**Exercise text**.
________
One unique feature of the foamy virus (FV) capsid protein Gag is the absence of Cys-His motifs, which in orthoretroviruses are irreplaceable for multitude functions including viral RNA genome recognition and packaging. Instead, FV Gag contains glycine-arginine-rich (GR) sequences at its C-terminus. In case of prototype FV (PFV) these are historically grouped in three boxes, which have been shown to play essential functions in genome reverse transcription, virion infectivity and particle morphogenesis. Additional functions for RNA packaging and Pol encapsidation were suggested, but have not been conclusively addressed.

Results

Here we show that released wild type PFV particles, like orthoretroviruses, contain various cellular RNAs in addition to viral genome. Unlike orthoretroviruses, the content of selected cellular RNAs in capsids of PFV vector particles was not altered by viral genome encapsidation. Deletion of individual GR boxes had only minor negative effects (2 to 4-fold) on viral and cellular RNA encapsidation over a wide range of cellular Gag to viral genome ratios examined. Only the concurrent deletion of all three PFV Gag GR boxes, or the substitution of multiple arginine residues residing in the C-terminal GR box region by alanine, abolished both viral and cellular RNA encapsidation (>50 to >3,000-fold reduced), independent of the viral production system used. Consequently, those mutants also lacked detectable amounts of encapsidated Pol and were non-infectious. In contrast, particle release was reduced to a much lower extent (3 to 20-fold).
________
**Recorded information**.
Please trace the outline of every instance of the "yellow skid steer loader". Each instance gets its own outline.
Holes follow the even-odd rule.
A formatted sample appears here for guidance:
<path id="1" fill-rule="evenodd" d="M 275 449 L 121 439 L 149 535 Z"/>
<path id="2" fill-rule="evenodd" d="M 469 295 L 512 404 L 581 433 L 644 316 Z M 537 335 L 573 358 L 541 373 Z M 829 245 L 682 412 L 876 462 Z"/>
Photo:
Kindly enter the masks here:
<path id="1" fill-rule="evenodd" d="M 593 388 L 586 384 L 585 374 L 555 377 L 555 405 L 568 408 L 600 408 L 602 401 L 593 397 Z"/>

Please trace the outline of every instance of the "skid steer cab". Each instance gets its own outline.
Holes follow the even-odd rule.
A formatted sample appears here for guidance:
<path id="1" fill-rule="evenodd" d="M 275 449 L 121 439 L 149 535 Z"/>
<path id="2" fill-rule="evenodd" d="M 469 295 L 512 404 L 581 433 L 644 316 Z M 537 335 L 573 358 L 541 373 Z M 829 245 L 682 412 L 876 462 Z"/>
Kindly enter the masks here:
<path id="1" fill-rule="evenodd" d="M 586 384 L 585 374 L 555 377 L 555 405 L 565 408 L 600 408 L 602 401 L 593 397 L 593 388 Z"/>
________
**Task**. Translate this sentence from the foamy virus text into Spanish: "Consequently, those mutants also lacked detectable amounts of encapsidated Pol and were non-infectious."

**Result of the exercise**. En consecuencia, esos mutantes también carecían de cantidades detectables de Pol encapsidada y no eran infecciosos.